TASK DETAILS: Go through the data that follows and restate each line exactly as it reads.
*** DATA Section Begins ***
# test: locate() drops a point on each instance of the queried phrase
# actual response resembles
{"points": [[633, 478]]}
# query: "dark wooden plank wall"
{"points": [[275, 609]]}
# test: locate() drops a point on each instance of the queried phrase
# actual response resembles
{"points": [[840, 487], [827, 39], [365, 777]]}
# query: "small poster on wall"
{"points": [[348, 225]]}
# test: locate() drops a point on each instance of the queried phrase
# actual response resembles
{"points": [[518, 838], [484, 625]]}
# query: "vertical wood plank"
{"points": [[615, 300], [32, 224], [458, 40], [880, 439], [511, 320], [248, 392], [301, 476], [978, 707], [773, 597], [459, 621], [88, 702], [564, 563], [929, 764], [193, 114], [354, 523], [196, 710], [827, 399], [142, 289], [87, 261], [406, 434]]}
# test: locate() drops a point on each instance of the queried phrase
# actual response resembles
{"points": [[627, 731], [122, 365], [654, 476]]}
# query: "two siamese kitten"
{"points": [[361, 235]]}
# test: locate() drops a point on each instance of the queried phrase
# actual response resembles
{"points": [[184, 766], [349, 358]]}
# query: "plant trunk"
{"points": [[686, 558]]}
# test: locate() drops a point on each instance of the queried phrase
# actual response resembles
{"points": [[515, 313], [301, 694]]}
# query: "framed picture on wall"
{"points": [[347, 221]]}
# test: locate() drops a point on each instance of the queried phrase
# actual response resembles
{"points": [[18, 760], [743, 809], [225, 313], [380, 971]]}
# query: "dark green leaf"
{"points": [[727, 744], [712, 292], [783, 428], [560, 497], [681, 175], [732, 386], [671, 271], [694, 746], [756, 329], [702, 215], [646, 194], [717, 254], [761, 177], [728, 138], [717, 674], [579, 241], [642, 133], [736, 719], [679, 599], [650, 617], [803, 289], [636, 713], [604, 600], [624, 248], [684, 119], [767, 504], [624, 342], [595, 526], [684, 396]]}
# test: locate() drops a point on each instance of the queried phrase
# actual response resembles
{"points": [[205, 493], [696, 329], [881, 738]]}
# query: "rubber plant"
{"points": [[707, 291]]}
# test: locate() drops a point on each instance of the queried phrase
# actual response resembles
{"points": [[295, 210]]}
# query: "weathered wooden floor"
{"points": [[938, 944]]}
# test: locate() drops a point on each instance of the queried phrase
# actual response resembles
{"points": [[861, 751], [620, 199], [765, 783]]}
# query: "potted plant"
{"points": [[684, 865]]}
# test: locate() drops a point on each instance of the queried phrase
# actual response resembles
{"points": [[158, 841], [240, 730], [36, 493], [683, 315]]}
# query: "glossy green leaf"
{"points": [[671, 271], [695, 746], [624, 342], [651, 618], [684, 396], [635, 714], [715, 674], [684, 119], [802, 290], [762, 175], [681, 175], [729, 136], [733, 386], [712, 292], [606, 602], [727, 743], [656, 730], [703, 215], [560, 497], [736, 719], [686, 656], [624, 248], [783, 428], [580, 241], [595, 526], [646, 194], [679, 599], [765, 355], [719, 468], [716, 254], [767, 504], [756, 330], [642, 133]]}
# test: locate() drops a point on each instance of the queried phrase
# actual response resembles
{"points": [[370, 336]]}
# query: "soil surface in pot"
*** DATA Section Ends ***
FINISHED EXERCISE:
# test: locate() drops a point on each instance of the queried phrase
# actual response resembles
{"points": [[633, 478]]}
# query: "dark wooden plank wall"
{"points": [[275, 609]]}
# test: locate() drops a point on each instance of the queried phrase
# actual response resembles
{"points": [[840, 487], [827, 39], [365, 777]]}
# query: "small poster on wall"
{"points": [[348, 225]]}
# test: locate() drops a point on each instance of the queried phrase
# actual response resembles
{"points": [[518, 838], [484, 625]]}
# query: "vertical wood plank"
{"points": [[615, 300], [32, 224], [458, 40], [880, 439], [511, 320], [248, 392], [301, 476], [978, 707], [773, 597], [459, 621], [88, 702], [564, 563], [929, 764], [193, 114], [354, 523], [196, 710], [827, 399], [142, 289], [87, 261], [406, 434]]}
# test: locate() drops a point on each instance of the queried phrase
# actual response resembles
{"points": [[627, 731], [122, 365], [654, 476]]}
# query: "two siamese kitten"
{"points": [[361, 235]]}
# test: locate() drops a point on each instance of the queried phrase
# actual response resembles
{"points": [[184, 766], [349, 358]]}
# query: "plant trunk"
{"points": [[686, 558]]}
# test: locate() drops a point on each instance of the queried phrase
# actual response resembles
{"points": [[515, 313], [301, 694]]}
# query: "framed picture on wall"
{"points": [[347, 221]]}
# test: locate() drops a point on each instance of the queried phrase
# actual response resembles
{"points": [[18, 760], [743, 809], [225, 313], [380, 971]]}
# query: "dark green leaf"
{"points": [[727, 744], [712, 292], [783, 428], [560, 497], [681, 175], [732, 386], [671, 271], [694, 746], [756, 329], [702, 215], [646, 194], [717, 254], [761, 177], [728, 138], [717, 674], [579, 241], [642, 133], [736, 719], [679, 599], [650, 617], [803, 289], [636, 713], [604, 600], [624, 248], [684, 119], [767, 504], [624, 342], [595, 526], [684, 396]]}
# test: locate() drops a point on each instance of the queried phrase
# actual response resembles
{"points": [[205, 493], [696, 329], [881, 738]]}
# query: "rubber plant"
{"points": [[707, 291]]}
# test: locate() drops a point on each instance of the queried phrase
# actual response resembles
{"points": [[295, 210]]}
# query: "weathered wooden floor"
{"points": [[938, 944]]}
# test: locate() drops a point on each instance of the queried phrase
# actual response resembles
{"points": [[861, 751], [620, 199], [765, 783]]}
# query: "potted plant"
{"points": [[684, 865]]}
# test: locate() drops a point on each instance of the queried phrase
# actual response resembles
{"points": [[158, 841], [240, 730], [36, 493], [683, 315]]}
# query: "glossy green leaf"
{"points": [[671, 271], [695, 746], [624, 342], [651, 618], [684, 396], [635, 714], [715, 674], [684, 119], [802, 290], [762, 175], [681, 175], [729, 136], [733, 386], [712, 292], [606, 602], [727, 743], [656, 730], [703, 215], [560, 497], [736, 719], [686, 656], [624, 248], [783, 428], [580, 241], [595, 526], [646, 194], [679, 599], [765, 355], [719, 468], [716, 254], [767, 504], [756, 330], [642, 133]]}
# test: locate() drops a point on each instance of the queried phrase
# actual response resembles
{"points": [[370, 336]]}
# query: "soil surface in pot"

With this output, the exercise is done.